● Постановка задачи 1: Перепишите фрагмент текста о супрематизме Малевича, который начинается со слов «Подобно тому, как» и заканчивается словами «супрематии в нем.». В нём подставьте «первобытный человек» вместо «примитивный человек».
● Постановка задачи 2: Поясните по тексту о супрематизме Малевича, почему положение четырехугольника в индуизме указывает на господство высшего начала над природным.
● Постановка задачи 3: Какой путь, согласно тексту о супрематизме Малевича, выбрал разум супрематистов, чтобы покорить природу и мир человеческих представлений?

● Исходный текст:

-------------------------

В этом культе заложена глубинная связь с религией первобытного пантеизма.
Подобно тому, как примитивный человек древнего мира творил вокруг себя "божественное" окружение из "вещей в себе", знаков, символов, тотемов, божков и так далее, примитивный человек XX века создает машины как знакоформы, окружая ими себя, заполняя пространство, чем выражает свое понятие о мире, схематизирует его. Древний человек в "вещах в себе" искал божественное единство всего, тогда как современный человек в "вещах для человека" рождает представление о физико-механическом единстве мира и рационально-человеческой супрематии в нем.
Неопримитивист Малевич считал, что боги умерли, и человеку приходится взять на себя их дело, и оставшийся после них злой, по его мнению, несовершенный видимый мир должен быть заменен другим. Его нужно сделать "добрым", имеющим свое основание в разуме, т.е. заменить онтологию этикой и инженерией. Малевич с легкостью необычайной приравнивает к нулю все человеческие представления или, как он выражается, "человеческие различия".
"Новый человек" начала XX века стоял, по его мнению, на пороге всемирного расцвета научно-технического и индустриального прогресса и ломки прежних моральных устоев и умозрительных представлений. И этот новый тип людей во главе со "сверхчеловеком" должен был захватить власть над всем, покорить мир человеческих представлений, овладеть природой и сплотить людей под знаком "экономики и утилитаризма". Начал проступать заговор "разума", который хочет разрушать, насаждать свое "добро" и властвовать, тем убивая дух (Шестов).
Чтобы покорить природу и мир человеческих представлений, разум супрематистов выбрал путь карикатуры, подделок и подражания. Если Бог творил в тепле, то "разве невозможно творить холодное или на холоде?" Возможно, считает Малевич, и творит супрематический квадрат четырех стихий, заключая в него всю сущность природы. В христианстве квадрат, четырехугольник – это божественные стихии как совершенное, устойчивое и постоянное "подножие" Бога. В индуизме четырехугольник также является основанием, но для главенствующего "духовного" треугольника, что указывает на господство высшего начала над природным. Нет, "холод" надо сделать "теплом", а "тепло" – "холодом". Пусть "четырехточие господствует над трехточием", что на философском языке означает господство феномена над ноуменом. Магический тотем создан, Бог загипнотизирован, а природа в руках покорителя, над ней установлено "господство", подобное миродержавности Всевышнего.

-------------------------

Записи из набора данных с разметкой точек
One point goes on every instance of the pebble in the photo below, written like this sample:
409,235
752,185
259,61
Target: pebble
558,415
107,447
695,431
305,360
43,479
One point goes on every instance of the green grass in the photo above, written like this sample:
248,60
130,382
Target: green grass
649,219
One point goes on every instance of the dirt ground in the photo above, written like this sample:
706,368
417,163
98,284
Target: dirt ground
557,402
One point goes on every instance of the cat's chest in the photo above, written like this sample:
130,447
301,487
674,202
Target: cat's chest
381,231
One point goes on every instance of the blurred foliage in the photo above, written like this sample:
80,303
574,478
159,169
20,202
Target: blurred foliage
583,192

-------------------------

● Решение 1:
Подобно тому, как первобытный человек древнего мира творил вокруг себя "божественное" окружение из "вещей в себе", знаков, символов, тотемов, божков и так далее, первобытный человек XX века создает машины как знакоформы, окружая ими себя, заполняя пространство, чем выражает свое понятие о мире, схематизирует его. Древний человек в "вещах в себе" искал божественное единство всего, тогда как современный человек в "вещах для человека" рождает представление о физико-механическом единстве мира и рационально-человеческой супрематии в нем.

● Решение 2: В индуизме четырехугольник служит основанием для главенствующего «духовного» треугольника. Поэтому такое соотношение фигур указывает на господство высшего начала над природным.

● Решение 3: Путь карикатуры, подделок и подражания.